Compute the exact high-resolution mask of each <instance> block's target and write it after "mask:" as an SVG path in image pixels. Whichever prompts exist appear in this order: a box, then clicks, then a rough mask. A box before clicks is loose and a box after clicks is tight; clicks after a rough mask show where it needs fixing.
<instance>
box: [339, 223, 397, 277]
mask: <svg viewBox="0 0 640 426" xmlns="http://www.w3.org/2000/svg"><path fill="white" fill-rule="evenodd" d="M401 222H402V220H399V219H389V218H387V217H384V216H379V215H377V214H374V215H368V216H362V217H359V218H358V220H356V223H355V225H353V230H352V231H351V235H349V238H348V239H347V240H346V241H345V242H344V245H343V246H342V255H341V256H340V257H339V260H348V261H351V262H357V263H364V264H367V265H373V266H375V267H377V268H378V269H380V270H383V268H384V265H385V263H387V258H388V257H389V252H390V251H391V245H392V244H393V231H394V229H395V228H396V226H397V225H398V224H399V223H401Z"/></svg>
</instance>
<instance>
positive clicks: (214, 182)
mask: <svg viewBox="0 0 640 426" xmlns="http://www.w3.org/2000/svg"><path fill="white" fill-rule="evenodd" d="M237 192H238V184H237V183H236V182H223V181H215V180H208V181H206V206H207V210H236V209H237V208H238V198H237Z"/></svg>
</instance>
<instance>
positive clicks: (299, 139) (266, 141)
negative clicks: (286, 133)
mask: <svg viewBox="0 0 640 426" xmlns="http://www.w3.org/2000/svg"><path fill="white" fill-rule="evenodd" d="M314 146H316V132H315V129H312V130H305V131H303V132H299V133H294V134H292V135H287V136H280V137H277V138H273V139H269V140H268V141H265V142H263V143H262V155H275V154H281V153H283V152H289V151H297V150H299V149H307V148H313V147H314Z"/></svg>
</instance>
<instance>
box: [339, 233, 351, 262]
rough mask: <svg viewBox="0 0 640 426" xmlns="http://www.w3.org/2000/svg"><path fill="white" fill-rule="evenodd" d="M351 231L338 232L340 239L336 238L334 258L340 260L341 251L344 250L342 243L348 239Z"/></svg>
-------
§ Instructions for the task
Nothing in the data may be omitted; transcribe it exactly.

§ Output of the exercise
Compute the exact high-resolution mask of each <instance> block's target and write it after "mask:" as an SVG path in image pixels. Whichever prompts exist appear in this order: a box, then clicks, then a rough mask. A box before clicks is loose and a box after clicks is tight; clicks after a rough mask show where it needs fixing.
<instance>
box: [339, 223, 397, 277]
mask: <svg viewBox="0 0 640 426" xmlns="http://www.w3.org/2000/svg"><path fill="white" fill-rule="evenodd" d="M401 222H402V220H399V219H389V218H387V217H384V216H379V215H377V214H374V215H368V216H362V217H359V218H358V220H356V223H355V225H353V230H352V231H351V235H349V238H348V239H347V240H346V241H345V242H344V245H343V246H342V255H341V256H340V257H339V260H348V261H351V262H357V263H364V264H367V265H373V266H375V267H377V268H378V269H380V270H383V268H384V265H385V263H387V258H388V257H389V252H390V251H391V245H392V244H393V231H394V229H395V228H396V226H397V225H398V224H399V223H401Z"/></svg>
</instance>
<instance>
positive clicks: (214, 182)
mask: <svg viewBox="0 0 640 426" xmlns="http://www.w3.org/2000/svg"><path fill="white" fill-rule="evenodd" d="M237 192H238V184H237V183H236V182H223V181H215V180H208V181H206V206H207V210H236V209H237V208H238V198H237Z"/></svg>
</instance>
<instance>
positive clicks: (299, 139) (266, 141)
negative clicks: (286, 133)
mask: <svg viewBox="0 0 640 426" xmlns="http://www.w3.org/2000/svg"><path fill="white" fill-rule="evenodd" d="M314 146H316V132H315V129H312V130H305V131H303V132H299V133H294V134H292V135H287V136H280V137H277V138H273V139H269V140H268V141H265V142H263V143H262V155H275V154H281V153H283V152H289V151H297V150H299V149H307V148H313V147H314Z"/></svg>
</instance>
<instance>
box: [339, 233, 351, 262]
rough mask: <svg viewBox="0 0 640 426" xmlns="http://www.w3.org/2000/svg"><path fill="white" fill-rule="evenodd" d="M351 231L338 232L340 239L336 238L334 258L340 260L341 251L344 250L342 243L348 239Z"/></svg>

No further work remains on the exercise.